↓

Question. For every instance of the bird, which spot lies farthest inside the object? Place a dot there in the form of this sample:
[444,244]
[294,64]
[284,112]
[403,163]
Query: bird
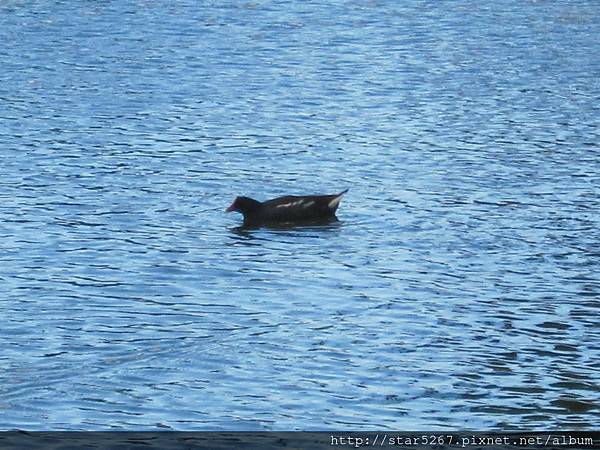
[289,209]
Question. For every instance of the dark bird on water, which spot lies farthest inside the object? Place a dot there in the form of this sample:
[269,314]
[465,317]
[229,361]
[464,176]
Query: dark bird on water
[290,209]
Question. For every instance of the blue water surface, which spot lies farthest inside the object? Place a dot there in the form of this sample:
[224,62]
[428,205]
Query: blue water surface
[460,288]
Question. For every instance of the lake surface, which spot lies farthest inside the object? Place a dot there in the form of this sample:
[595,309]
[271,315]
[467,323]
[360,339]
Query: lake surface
[460,289]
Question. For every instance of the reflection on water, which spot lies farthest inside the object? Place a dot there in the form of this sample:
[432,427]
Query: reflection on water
[458,290]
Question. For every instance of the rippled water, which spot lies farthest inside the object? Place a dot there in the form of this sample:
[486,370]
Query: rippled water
[460,288]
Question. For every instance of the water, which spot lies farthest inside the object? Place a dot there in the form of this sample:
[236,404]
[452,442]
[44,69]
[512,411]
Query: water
[459,290]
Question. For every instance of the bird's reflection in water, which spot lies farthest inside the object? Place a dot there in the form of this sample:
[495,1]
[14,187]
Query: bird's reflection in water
[251,235]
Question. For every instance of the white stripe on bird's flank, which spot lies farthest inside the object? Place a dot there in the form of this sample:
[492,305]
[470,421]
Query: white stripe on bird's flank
[336,201]
[290,204]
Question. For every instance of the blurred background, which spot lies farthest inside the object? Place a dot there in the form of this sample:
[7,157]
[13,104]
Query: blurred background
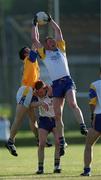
[80,24]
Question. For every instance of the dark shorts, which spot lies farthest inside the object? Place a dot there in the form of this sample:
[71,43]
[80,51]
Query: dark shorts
[46,123]
[97,123]
[61,86]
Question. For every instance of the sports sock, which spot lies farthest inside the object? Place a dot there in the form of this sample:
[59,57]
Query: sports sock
[62,141]
[40,166]
[57,163]
[87,170]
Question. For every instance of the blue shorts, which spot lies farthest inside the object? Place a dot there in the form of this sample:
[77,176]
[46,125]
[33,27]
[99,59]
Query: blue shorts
[97,123]
[46,123]
[61,86]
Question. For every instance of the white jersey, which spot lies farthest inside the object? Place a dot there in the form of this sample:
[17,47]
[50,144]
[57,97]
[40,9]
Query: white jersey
[49,102]
[56,64]
[55,61]
[97,85]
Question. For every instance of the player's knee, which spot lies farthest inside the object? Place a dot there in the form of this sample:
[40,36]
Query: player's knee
[58,115]
[42,144]
[73,105]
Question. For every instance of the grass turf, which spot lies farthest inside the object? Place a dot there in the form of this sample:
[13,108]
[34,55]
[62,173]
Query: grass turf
[25,165]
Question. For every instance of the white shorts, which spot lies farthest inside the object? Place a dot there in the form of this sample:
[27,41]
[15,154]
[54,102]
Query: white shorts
[24,95]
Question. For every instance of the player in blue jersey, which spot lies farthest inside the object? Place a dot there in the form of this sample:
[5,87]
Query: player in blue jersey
[44,101]
[95,131]
[53,54]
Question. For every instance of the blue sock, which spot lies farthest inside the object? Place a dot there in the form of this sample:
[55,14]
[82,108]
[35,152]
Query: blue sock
[87,170]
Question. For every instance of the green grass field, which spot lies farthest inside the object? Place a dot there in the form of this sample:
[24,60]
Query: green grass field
[25,165]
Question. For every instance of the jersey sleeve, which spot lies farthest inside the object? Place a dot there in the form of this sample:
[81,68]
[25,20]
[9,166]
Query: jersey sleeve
[61,45]
[92,95]
[33,56]
[34,99]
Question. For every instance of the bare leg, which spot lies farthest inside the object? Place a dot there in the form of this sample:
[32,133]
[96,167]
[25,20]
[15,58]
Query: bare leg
[71,100]
[91,139]
[42,141]
[58,108]
[33,122]
[20,112]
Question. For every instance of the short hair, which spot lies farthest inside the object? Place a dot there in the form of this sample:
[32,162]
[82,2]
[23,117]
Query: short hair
[22,53]
[39,84]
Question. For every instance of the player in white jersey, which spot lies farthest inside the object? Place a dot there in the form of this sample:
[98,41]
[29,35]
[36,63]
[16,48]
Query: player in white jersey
[44,101]
[53,55]
[95,131]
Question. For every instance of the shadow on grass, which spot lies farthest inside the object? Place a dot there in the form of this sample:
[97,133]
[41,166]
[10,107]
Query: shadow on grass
[31,141]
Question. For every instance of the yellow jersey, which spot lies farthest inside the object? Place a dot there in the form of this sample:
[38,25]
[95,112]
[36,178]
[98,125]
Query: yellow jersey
[31,72]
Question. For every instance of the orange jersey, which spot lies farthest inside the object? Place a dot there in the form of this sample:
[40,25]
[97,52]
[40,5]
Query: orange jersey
[31,73]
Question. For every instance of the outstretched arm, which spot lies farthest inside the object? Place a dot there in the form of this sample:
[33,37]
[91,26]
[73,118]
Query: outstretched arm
[35,36]
[57,29]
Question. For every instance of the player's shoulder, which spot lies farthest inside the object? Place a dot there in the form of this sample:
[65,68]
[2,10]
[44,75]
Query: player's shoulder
[96,83]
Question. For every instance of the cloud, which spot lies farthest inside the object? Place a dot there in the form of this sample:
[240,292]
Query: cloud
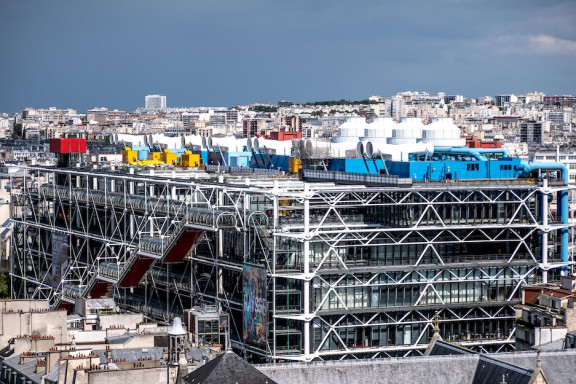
[551,44]
[531,45]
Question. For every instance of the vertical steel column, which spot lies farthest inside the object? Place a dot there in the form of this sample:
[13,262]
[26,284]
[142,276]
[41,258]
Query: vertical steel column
[544,261]
[307,278]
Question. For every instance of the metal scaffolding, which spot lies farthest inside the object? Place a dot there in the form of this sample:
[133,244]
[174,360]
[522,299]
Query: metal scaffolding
[349,271]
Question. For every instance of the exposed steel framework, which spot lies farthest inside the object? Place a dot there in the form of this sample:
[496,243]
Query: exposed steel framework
[353,271]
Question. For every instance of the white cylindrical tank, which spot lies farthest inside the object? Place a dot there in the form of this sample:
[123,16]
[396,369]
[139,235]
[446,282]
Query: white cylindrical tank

↑

What you are asked to do: Retype the whole listing, keeping every line identical and omitting all pictures.

Exercise answer:
Question. For every instance of the bird, which spot lies farthest inside the object? Place a dot there in the form of this sample:
[444,244]
[294,64]
[284,112]
[403,163]
Query: bird
[289,209]
Question. For every instance of the dark bird on water, which spot lies farthest inside the object? Place a dot there in the form of this sample:
[269,314]
[465,317]
[229,361]
[464,176]
Query: dark bird on water
[290,209]
Question. For every instance of the blue water surface, which spot lies farthest inside the object? Place a dot there in the form of this sample:
[224,62]
[428,205]
Query: blue water surface
[460,288]
Question. For every instance of the lake surface, which spot lies farthest inside the object? Place a dot there in the form of this sample:
[595,309]
[271,315]
[467,323]
[360,339]
Query: lake surface
[460,289]
Question. For every instance of the reflection on water, which spot lies farthest inside the object? Place a dot there in the form of this sample:
[432,427]
Query: reflection on water
[458,290]
Question. For every instance of the rippled water, which spot lies farthest inside the object? Place a dot there in the form of this sample:
[486,370]
Query: rippled water
[460,288]
Question. For every instance of the water, which spot lies farthest inside the object? Place a dot there in the form of this sample:
[236,404]
[452,442]
[44,69]
[512,411]
Query: water
[459,290]
Question. For every instance of the bird's reflection in water, which spot lies farthest inside the object? Place a dot there in the form of this sample:
[495,1]
[14,187]
Query: bird's reflection in water
[251,235]
Question. For every instance of the white stripe on bird's flank, which spot lies farthest inside the object? Place a dot there in the form of this sample:
[492,305]
[470,421]
Query: white stripe on bird's flank
[336,201]
[290,204]
Question. For every instance of the blurred background, which spot lies farthest inside the object? Place a dot there in the form of this sample:
[7,157]
[13,104]
Query: blurred background
[80,24]
Question. For every instance of the dark shorts, which spot lies farthest inside the object? Place a dot there in the form of this sample:
[71,43]
[80,51]
Query: dark shorts
[46,123]
[97,123]
[61,86]
Question. For every instance of the sports sock, which spot lies farthest inside the object? Place a dot there in the form of this sample:
[59,57]
Query: sports sock
[62,141]
[40,166]
[57,163]
[87,170]
Question. For every instance of the blue shorts, which spot lies farthest inside the object? Place a dot there in the form of this sample:
[77,176]
[46,125]
[33,27]
[99,59]
Query: blue shorts
[97,123]
[46,123]
[61,86]
Question. For every instance of the white jersey, which spot lies farthest inside the object? Place a dot there in the form of this sample:
[17,47]
[50,144]
[57,97]
[40,9]
Query: white jersey
[49,102]
[56,64]
[55,61]
[97,85]
Question. For every instance of the player's knee, which spot lies farthest inside the object? Place a dot there in the form of this sample:
[40,36]
Query: player's knee
[58,115]
[42,144]
[73,105]
Question. For every instance of the grass turf, which spot lies farthest inside the object? Place a dot there in the form of this sample:
[13,108]
[34,55]
[62,173]
Query: grass turf
[25,165]
Question. For every instance of the white shorts, which spot lies farthest inside the object? Place a dot there in the form of this sample:
[27,41]
[15,154]
[54,102]
Query: white shorts
[24,95]
Question. For every instance of the player in blue jersey, which spot lies farthest inside the object? Place a dot there in the form of this sample:
[5,87]
Query: player in blue jersey
[44,101]
[95,131]
[53,54]
Question. For every instance of the blue sock, which spot lies farthest inside the object? Place a dot there in the form of this sample:
[55,14]
[82,108]
[35,152]
Query: blue sock
[87,170]
Question. For every instance of the green grass field, which spot lies farthest inside the object? Place a dot there in the form of this sample:
[24,60]
Query: green grass field
[25,165]
Question. For every instance of the jersey sleeve, which spot lies farthest inside the object? Place a dot there in the form of this sample:
[81,68]
[25,20]
[9,166]
Query: jersey sleeve
[61,45]
[92,95]
[33,56]
[34,99]
Question. For every instance of the bare leg, which spot lies farthest inside the object? Place a dot there in the form of this sample:
[32,133]
[96,167]
[25,20]
[15,58]
Query: bare leg
[71,100]
[91,139]
[42,141]
[58,108]
[33,122]
[20,112]
Question. For every instance of the short hair, which spot lies farthest inside the object? Place a dot there in the form of this sample:
[32,162]
[82,2]
[23,117]
Query: short hair
[22,53]
[39,84]
Question. For every instance of the player in white jersey, which spot lies farthest inside the object? Place a dot there in the form of this sample:
[98,41]
[29,35]
[36,63]
[16,48]
Query: player in white jersey
[44,101]
[53,55]
[95,131]
Question. For every instance of the shadow on grass, which spot lies farthest inside the object? Place a dot there in the form of this sample:
[97,133]
[41,166]
[10,107]
Query: shadow on grass
[31,141]
Question. For every instance of the yellow jersey, which spot lies farthest inside the object? Place a dot there in the form of this sample:
[38,25]
[95,112]
[36,178]
[98,125]
Query: yellow jersey
[31,72]
Question. For every instance of the orange jersey, which spot lies farthest inside the object? Place a dot there in the form of this sample:
[40,25]
[97,52]
[40,5]
Query: orange jersey
[31,73]
Question. For every instance of the outstretched arm, which spot lies farthest inside the object? Place a dot there in the form of this sample:
[33,37]
[91,26]
[73,118]
Query: outstretched arm
[35,36]
[57,29]
Question. For every instance of the player's shoulder, which spot lies farthest inside the object? Place a dot there in the form of this sample:
[65,68]
[2,10]
[44,75]
Query: player's shoulder
[96,83]
Question. For every instance of the cloud, which spot lies farthest inside the object? Place a dot there in the form of this sample:
[240,292]
Query: cloud
[551,44]
[531,45]
Question. For every instance of the vertical steel column, which spot lies farthest inside the object? Place a dot there in the form of this sample:
[13,262]
[26,284]
[142,276]
[41,258]
Query: vertical steel column
[544,261]
[307,278]
Question. For every instance of the metal scaffolding, which spot lies farthest inside the object? Place a dot there in the form of this sample:
[133,244]
[174,360]
[522,299]
Query: metal scaffolding
[349,271]
Question. For every instance of the exposed steel framework, which spot lies farthest inside the object? Place a dot there in the form of this sample:
[496,243]
Query: exposed steel framework
[353,271]
Question. For every instance of the white cylindrical tank, which spot lies farthest inside the object? Place a dot there in the form of this sample:
[123,16]
[396,369]
[139,235]
[446,282]
Query: white cylindrical tank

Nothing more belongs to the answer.